● **Selected passage**
>>>>
Tuesday, April 28, 2009

Not a top 10, but yet a list

More than 12 years ago, for my Ph.D. dissertation in semiotics, I built my own list of women's queer SF. Not really a top 10, but a list of 9 narratives based on what I had read back then, and what I thought would be a representative selection. More specifically, I was working on narratives (novels and short stories) written by women and featuring a sexualised encounter between a human character (a character living in a world based on two genetically dominant genders, male and female) and a character not pertaining to such a system (a mutant, an alien, etc.). I had chosen to focus on the period I defined as "between the New Wave and the Cyberpunk", so that explains why I had to omit too ancient or too recent yet relevant texts. Submitting my dissertation in a French (Québec) university, I also thought important to include fictions originally published in French.

Anyway, here is my list:
  • Octavia Butler, "Bloodchild"
  • Pat Cadigan, "Pretty Boy Crossover"
<<<<
● **Extracted information**
>>>>
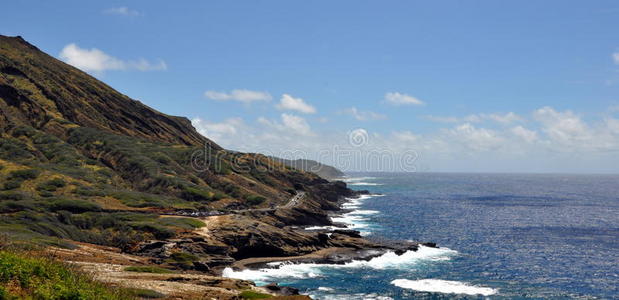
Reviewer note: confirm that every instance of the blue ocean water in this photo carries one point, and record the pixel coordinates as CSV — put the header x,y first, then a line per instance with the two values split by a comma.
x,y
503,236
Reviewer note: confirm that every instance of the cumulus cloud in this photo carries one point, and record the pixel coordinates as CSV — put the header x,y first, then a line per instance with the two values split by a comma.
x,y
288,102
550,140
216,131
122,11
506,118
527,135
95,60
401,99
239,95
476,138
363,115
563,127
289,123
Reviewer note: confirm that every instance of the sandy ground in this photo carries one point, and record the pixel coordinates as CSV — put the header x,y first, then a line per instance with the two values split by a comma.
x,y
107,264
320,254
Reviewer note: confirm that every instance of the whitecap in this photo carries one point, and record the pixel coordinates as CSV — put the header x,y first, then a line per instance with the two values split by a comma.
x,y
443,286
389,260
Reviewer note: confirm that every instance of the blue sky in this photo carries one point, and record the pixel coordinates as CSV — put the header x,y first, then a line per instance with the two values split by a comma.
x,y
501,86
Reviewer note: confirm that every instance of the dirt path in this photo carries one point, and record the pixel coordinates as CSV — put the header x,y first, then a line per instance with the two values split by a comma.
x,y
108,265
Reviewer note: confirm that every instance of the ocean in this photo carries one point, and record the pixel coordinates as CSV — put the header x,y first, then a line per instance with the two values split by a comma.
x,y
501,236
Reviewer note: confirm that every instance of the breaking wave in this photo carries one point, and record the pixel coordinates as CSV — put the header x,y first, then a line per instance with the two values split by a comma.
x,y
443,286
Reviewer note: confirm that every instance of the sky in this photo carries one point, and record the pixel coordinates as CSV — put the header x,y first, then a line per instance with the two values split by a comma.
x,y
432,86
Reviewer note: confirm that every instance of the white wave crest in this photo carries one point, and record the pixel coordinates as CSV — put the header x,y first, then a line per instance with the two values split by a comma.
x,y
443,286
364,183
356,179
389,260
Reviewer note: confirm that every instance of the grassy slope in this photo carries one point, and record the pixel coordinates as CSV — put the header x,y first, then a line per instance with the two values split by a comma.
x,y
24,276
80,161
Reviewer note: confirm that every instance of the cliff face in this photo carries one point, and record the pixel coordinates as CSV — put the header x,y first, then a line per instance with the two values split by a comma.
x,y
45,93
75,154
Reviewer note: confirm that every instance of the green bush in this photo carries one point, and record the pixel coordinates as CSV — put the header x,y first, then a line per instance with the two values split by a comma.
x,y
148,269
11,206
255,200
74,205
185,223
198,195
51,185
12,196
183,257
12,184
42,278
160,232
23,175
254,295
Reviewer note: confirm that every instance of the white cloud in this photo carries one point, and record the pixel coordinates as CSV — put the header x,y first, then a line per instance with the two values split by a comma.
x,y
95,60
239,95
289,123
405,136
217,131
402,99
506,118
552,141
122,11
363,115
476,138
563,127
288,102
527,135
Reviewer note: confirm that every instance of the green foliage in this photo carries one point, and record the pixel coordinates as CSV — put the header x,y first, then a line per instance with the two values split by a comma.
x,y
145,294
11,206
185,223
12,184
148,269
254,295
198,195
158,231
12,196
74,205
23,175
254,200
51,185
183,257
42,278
<<<<
>>>>
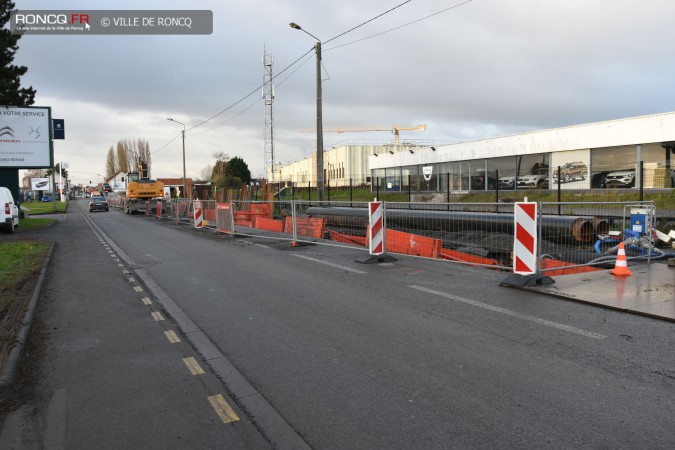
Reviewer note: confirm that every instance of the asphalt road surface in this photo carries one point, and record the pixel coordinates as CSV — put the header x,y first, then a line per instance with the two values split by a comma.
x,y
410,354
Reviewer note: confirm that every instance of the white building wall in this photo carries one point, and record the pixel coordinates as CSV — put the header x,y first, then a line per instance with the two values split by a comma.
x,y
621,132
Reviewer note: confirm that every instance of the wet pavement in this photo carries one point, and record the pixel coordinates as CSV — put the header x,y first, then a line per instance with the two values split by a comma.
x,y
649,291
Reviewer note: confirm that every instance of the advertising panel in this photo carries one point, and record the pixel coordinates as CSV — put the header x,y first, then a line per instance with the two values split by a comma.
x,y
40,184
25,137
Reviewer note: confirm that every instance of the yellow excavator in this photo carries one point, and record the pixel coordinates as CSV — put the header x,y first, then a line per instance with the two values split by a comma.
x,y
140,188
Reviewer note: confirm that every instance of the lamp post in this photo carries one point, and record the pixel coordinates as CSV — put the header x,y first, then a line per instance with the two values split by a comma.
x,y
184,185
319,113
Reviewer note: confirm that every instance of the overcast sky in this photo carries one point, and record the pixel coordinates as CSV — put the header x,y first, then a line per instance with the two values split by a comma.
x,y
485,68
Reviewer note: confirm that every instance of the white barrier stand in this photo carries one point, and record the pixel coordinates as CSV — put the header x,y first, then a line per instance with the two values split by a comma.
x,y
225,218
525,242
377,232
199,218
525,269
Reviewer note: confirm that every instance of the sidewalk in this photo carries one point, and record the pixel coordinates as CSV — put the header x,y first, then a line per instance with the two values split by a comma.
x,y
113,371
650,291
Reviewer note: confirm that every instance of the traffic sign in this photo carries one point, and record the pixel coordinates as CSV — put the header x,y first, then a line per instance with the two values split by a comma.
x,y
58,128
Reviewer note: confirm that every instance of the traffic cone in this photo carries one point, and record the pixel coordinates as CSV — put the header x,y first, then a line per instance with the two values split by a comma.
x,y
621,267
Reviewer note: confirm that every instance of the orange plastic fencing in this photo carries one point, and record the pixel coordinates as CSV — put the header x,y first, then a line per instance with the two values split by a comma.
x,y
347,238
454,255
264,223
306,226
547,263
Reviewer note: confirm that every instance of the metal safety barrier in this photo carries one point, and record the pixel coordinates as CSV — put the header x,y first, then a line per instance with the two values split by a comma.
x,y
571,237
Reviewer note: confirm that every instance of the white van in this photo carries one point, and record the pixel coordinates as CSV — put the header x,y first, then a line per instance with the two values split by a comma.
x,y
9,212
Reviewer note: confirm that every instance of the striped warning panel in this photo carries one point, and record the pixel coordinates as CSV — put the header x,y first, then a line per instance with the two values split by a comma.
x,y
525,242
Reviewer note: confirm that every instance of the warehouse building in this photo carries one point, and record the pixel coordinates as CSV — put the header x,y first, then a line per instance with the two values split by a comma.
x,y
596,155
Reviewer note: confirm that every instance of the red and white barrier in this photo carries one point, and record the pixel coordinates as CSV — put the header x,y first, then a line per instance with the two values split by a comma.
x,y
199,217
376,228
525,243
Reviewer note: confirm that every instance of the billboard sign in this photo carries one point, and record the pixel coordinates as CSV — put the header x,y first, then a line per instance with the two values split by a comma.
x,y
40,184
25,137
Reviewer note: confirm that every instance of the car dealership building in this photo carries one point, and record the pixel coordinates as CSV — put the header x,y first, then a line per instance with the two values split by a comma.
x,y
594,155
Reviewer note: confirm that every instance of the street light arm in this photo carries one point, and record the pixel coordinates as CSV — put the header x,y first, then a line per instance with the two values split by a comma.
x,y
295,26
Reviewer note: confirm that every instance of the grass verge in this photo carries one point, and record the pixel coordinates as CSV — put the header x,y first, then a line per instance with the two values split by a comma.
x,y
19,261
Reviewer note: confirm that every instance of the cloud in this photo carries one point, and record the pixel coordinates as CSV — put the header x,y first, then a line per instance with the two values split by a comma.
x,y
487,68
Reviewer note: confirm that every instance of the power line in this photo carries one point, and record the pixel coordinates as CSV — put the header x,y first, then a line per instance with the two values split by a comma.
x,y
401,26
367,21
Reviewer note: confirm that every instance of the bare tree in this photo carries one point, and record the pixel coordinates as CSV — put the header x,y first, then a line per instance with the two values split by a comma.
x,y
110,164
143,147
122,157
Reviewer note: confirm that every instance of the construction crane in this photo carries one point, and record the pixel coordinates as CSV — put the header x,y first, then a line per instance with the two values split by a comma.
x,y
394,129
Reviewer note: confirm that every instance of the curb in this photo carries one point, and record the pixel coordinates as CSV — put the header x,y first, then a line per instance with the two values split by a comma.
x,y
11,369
<<<<
>>>>
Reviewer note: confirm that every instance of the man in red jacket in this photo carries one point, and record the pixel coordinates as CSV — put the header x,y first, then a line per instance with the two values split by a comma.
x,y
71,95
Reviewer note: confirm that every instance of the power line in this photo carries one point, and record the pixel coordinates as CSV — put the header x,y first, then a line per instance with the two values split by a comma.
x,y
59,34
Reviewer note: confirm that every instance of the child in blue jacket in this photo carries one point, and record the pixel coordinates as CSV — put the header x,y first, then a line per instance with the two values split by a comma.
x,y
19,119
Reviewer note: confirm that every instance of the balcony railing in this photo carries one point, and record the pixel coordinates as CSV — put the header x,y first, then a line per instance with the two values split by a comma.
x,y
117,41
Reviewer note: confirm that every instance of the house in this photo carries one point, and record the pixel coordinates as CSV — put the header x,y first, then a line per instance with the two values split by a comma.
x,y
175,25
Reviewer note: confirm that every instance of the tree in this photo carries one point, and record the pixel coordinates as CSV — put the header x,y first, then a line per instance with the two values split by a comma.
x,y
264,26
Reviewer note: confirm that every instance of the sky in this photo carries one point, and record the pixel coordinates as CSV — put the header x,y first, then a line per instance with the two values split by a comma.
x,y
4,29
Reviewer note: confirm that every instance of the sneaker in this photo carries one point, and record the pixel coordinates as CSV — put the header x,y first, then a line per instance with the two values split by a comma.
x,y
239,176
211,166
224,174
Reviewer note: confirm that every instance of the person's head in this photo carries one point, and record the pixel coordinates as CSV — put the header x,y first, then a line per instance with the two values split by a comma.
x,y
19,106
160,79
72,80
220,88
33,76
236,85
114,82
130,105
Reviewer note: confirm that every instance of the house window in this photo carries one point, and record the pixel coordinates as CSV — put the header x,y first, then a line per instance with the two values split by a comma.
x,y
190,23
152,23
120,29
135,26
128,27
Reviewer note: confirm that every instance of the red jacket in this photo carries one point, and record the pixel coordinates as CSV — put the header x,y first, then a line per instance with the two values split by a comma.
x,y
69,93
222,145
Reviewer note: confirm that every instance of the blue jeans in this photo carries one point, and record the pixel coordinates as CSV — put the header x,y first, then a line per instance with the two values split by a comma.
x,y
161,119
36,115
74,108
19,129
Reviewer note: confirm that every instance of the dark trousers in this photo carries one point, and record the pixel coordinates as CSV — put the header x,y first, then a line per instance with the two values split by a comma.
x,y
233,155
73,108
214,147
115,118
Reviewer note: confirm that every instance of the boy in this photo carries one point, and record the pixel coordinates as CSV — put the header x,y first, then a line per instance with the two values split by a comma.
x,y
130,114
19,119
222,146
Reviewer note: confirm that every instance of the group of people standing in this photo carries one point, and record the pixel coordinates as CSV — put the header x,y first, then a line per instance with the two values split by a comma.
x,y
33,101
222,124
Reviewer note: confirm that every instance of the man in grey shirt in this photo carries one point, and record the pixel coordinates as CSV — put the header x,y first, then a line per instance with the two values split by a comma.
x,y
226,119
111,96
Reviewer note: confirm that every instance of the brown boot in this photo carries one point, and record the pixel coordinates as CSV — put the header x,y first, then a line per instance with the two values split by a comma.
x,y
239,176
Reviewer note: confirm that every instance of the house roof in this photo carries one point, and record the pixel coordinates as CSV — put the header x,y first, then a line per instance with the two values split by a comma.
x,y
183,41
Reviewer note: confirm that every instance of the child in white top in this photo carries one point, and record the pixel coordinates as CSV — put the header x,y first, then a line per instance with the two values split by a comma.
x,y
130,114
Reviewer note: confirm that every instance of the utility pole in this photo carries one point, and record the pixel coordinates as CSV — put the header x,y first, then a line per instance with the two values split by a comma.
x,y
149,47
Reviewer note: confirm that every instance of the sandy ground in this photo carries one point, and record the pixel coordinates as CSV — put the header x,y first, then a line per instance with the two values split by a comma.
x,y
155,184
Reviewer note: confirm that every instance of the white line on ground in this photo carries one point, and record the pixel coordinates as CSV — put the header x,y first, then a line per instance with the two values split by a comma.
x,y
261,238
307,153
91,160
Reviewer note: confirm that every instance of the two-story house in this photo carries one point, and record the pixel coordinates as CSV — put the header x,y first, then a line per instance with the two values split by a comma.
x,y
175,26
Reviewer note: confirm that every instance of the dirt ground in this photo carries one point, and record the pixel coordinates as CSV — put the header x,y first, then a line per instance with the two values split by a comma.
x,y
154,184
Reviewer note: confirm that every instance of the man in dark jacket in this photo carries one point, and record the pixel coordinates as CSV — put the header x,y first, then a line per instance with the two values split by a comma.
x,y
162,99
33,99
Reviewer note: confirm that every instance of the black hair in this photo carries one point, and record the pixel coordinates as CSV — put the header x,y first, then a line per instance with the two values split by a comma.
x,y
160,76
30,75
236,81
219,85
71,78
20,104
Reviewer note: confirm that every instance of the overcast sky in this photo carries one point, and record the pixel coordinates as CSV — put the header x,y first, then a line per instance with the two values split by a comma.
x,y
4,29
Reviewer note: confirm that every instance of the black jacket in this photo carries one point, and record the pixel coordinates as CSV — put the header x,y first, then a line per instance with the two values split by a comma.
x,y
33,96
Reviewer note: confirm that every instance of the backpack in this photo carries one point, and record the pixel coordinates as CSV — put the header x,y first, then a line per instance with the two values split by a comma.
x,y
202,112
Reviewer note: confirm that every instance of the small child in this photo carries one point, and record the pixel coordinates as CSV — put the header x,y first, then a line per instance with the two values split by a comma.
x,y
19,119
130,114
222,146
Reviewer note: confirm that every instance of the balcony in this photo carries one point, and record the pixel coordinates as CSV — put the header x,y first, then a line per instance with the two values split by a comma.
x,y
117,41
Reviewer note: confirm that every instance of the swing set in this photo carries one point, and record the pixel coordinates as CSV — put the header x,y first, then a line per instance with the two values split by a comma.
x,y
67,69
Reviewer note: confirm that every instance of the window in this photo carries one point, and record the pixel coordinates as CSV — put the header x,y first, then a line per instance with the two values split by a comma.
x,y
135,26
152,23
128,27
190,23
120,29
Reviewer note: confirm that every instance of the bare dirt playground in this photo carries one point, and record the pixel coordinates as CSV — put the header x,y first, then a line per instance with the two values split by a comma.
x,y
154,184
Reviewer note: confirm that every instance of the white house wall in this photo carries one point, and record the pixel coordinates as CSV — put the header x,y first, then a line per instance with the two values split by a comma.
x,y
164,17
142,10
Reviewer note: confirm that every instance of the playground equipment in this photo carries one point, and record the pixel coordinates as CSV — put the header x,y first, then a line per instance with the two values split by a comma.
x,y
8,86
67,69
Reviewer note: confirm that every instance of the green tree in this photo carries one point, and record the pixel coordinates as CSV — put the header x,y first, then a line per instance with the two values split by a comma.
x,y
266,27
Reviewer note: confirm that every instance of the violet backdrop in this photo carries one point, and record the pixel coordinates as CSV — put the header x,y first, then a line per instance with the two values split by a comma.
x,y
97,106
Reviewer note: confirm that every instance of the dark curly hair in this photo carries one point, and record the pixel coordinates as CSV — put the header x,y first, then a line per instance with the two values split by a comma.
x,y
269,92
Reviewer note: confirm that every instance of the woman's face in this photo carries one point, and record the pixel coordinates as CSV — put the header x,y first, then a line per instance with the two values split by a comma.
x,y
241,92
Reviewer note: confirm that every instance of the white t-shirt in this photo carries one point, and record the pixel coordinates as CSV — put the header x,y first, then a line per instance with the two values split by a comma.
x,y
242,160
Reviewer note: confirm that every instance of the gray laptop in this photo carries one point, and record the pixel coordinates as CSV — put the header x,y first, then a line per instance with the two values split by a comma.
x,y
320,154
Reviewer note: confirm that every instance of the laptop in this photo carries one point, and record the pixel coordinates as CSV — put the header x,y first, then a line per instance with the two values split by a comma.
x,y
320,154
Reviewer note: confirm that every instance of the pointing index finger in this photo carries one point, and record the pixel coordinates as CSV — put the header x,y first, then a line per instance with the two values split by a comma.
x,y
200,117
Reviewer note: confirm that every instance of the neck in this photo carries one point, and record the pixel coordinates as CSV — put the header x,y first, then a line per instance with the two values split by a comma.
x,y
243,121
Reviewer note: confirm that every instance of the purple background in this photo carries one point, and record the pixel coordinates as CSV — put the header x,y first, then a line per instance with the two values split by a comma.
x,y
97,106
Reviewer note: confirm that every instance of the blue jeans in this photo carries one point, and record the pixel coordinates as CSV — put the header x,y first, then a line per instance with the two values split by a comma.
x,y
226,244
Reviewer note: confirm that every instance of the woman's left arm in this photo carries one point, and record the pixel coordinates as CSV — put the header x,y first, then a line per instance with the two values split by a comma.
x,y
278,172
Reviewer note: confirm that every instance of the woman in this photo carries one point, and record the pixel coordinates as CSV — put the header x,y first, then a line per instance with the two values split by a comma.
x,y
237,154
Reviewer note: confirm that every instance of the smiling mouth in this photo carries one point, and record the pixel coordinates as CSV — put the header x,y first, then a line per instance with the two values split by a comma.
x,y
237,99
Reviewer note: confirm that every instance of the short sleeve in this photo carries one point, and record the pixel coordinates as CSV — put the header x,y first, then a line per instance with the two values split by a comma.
<<<<
● **Assignment**
In the blog post about women's queer SF, what field was the writer's Ph.D. dissertation in? The listing can be set aside, since nothing here depends on it.

● **Response to this task**
Semiotics.